In the data below, find the line that contains "If you could point to the woman's ear" and the line that contains "If you could point to the cupped". Copy both, plus every line between them, exactly.

Start of SOURCE INFORMATION

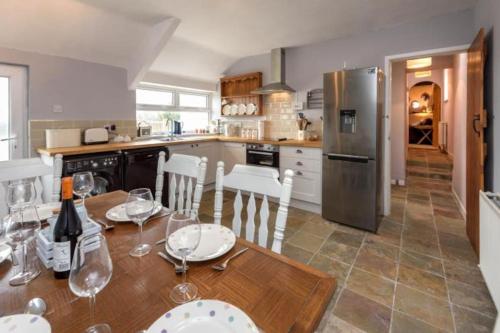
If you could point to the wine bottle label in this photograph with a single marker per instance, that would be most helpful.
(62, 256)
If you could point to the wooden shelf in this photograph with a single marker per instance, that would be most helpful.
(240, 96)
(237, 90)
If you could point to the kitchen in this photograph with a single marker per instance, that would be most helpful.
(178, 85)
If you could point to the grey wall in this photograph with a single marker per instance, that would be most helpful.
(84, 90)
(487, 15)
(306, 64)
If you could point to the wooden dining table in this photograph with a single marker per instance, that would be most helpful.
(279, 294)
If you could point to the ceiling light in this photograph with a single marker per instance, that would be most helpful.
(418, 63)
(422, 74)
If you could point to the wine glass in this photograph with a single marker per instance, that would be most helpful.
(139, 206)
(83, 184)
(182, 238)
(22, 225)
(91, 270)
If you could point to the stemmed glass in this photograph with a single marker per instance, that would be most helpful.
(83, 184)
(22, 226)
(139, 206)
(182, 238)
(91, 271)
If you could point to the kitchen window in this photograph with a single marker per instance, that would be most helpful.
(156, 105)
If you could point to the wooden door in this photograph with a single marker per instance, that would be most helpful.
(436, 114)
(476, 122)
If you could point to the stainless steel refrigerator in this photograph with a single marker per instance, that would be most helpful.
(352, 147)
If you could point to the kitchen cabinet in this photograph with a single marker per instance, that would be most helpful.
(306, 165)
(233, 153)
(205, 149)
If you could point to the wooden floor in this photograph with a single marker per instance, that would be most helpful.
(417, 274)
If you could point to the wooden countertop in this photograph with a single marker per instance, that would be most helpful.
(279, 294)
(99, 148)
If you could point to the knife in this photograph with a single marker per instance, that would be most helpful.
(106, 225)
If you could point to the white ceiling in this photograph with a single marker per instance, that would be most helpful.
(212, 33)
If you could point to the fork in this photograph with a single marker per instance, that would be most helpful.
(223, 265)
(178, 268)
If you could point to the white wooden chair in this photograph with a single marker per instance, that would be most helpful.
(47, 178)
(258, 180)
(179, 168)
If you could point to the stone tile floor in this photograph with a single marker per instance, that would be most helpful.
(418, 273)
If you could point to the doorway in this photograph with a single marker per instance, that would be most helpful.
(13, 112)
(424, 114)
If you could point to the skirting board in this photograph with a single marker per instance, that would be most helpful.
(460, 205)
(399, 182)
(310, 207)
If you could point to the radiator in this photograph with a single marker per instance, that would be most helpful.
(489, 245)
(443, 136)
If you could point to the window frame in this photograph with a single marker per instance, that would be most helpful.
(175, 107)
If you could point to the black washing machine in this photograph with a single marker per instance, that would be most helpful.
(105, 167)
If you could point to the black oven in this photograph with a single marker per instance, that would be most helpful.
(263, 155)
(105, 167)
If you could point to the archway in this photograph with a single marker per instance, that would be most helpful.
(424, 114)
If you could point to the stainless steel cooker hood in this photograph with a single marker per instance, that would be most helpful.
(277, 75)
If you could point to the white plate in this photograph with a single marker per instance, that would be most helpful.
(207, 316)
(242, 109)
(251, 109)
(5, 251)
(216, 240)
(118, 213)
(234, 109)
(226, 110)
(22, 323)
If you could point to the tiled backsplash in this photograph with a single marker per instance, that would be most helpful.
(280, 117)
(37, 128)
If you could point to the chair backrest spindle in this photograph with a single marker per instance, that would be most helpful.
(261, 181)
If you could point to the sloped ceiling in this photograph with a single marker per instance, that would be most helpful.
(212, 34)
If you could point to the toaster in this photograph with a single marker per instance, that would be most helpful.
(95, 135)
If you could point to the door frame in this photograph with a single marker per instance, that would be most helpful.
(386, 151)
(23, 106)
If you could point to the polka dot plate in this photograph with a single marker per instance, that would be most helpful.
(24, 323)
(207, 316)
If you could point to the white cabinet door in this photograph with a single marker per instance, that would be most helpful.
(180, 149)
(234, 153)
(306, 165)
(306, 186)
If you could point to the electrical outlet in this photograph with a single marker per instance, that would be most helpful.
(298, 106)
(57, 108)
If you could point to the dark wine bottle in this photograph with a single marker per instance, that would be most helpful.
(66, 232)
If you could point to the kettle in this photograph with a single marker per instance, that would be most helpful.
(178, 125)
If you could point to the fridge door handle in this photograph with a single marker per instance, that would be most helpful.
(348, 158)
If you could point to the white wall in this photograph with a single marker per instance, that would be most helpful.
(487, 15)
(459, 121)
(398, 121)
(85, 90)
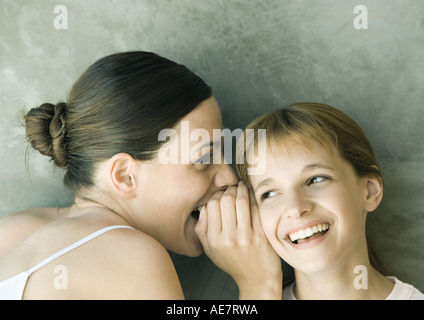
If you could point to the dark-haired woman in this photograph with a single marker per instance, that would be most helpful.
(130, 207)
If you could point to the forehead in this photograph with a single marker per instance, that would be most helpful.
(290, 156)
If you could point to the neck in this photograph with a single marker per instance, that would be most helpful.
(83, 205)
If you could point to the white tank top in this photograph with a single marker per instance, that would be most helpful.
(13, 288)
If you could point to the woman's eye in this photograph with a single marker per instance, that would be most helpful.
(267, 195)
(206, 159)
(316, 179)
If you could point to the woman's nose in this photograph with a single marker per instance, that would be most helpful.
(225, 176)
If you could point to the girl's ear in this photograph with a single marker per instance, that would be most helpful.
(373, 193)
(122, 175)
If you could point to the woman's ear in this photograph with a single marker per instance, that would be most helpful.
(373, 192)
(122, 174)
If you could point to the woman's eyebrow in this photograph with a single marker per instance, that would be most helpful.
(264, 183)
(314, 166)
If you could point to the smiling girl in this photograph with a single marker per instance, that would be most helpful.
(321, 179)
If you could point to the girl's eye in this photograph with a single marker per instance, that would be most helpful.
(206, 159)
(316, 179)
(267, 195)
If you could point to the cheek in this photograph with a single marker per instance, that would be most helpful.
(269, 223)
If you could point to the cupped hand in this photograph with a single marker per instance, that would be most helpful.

End of SOURCE INFORMATION
Start of SOURCE INFORMATION

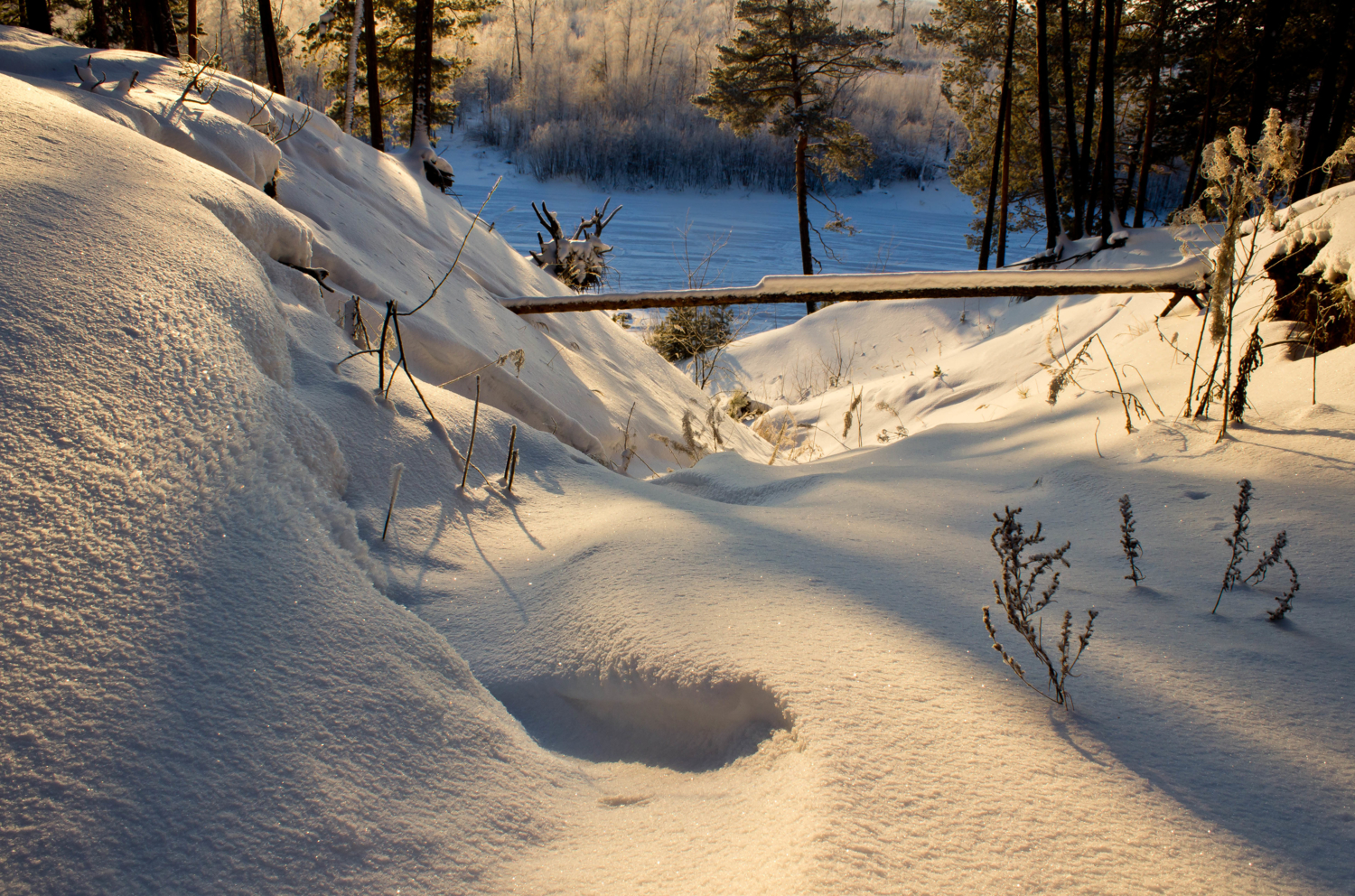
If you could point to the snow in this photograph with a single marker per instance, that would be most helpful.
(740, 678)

End of SOURCE INFORMATION

ANSWER SECTION:
If you could point to the woman's ear in this photograph with a single marker per instance, that would be most helpful.
(373, 192)
(122, 174)
If you could point to the woman's eyebrow in this photograph with a single marker per instance, that would be most helpful.
(264, 183)
(314, 166)
If you could point to the smiling girl in this photograph with a single marker per instance, that would be most helpful.
(321, 179)
If you could point to the girl's eye in this photograph with a single marker per instance, that would be most helpful.
(206, 159)
(316, 179)
(267, 195)
If you could point to the cheek in this photograph with a single marker per instance, that would be most helpful.
(269, 223)
If you could point to the cupped hand in this photograph with a single marker per instance, that would be most helpful.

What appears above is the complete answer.